● **Required work**: Put the lines of the records below into a numbered list, starting with the line that contains "of the ocean" and running through the end of the records, both ends included. Omit blank lines.

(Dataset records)
+ + + +

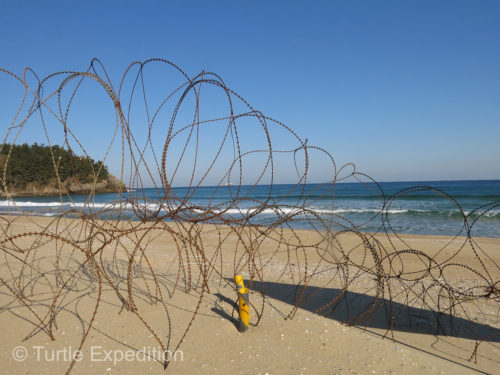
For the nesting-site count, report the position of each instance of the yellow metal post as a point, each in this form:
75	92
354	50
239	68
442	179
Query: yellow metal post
243	302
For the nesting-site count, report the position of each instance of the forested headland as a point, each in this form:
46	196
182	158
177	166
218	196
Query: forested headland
42	170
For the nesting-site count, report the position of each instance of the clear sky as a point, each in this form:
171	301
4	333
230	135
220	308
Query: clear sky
407	90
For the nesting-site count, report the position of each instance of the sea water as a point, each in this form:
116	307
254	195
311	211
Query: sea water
424	207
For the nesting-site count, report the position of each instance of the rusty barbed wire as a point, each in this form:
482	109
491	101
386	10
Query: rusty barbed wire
338	270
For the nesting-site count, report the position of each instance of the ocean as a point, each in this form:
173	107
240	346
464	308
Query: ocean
425	207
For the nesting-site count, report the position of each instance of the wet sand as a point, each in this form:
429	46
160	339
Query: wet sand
167	292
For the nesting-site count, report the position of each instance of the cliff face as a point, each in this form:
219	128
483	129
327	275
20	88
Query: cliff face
109	185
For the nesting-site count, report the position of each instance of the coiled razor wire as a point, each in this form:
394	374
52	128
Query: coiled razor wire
92	255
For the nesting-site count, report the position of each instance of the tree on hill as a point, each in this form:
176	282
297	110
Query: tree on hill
25	164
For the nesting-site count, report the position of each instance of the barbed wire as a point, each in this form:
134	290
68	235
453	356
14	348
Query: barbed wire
336	270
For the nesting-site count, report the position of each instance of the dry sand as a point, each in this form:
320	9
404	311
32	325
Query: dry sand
307	344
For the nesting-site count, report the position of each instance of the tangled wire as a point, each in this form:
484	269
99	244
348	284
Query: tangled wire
145	246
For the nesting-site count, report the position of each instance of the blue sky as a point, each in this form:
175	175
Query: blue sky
407	90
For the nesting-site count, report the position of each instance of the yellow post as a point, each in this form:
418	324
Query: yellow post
243	301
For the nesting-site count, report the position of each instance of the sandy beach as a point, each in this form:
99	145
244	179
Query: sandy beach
151	287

+ + + +

● **Response**:
1. For the nesting-site count, report the position of each instance of the ocean as a point, each in this form:
2. 173	107
3. 240	346
4. 464	308
5. Query: ocean
6. 425	207
7. For the nesting-site count, report the position of each instance of the wet sand as a point, each in this form:
8. 429	46
9. 160	339
10. Query: wet sand
11. 167	292
12. For the nesting-site count, report the position of each instance of the cliff face as a point, each in this form:
13. 219	128
14. 483	129
15. 327	275
16. 20	88
17. Query: cliff face
18. 109	185
19. For the nesting-site count, report the position of each instance of the coiled razor wire as a point, each in this form:
20. 394	374
21. 52	128
22. Query: coiled razor wire
23. 92	255
24. For the nesting-site count, report the position of each instance of the tree on hill as a point, each in this form:
25. 176	282
26. 297	110
27. Query: tree on hill
28. 25	164
29. For the nesting-site count, report the position of each instance of the barbed wire as a point, each in this form:
30. 134	290
31. 68	235
32. 453	356
33. 14	348
34. Query: barbed wire
35. 336	270
36. For the nesting-site count, report the position of each instance of the dry sand as a point, each in this form:
37. 320	9
38. 404	311
39. 32	325
40. Query: dry sand
41. 307	344
42. For the nesting-site count, report the position of each instance of the tangled wire as a point, each in this form:
43. 484	269
44. 99	244
45. 348	284
46. Query: tangled wire
47. 145	246
48. For the nesting-site count, report the position of each instance of the blue sky as a point, each in this form:
49. 175	175
50. Query: blue sky
51. 407	90
52. For the nesting-site count, report the position of each instance of the yellow post as a point, each in this form:
53. 418	324
54. Query: yellow post
55. 243	301
56. For the nesting-site count, report the position of each instance of the sandy beach as a point, each in this form:
57. 99	145
58. 244	179
59. Query: sandy beach
60. 151	287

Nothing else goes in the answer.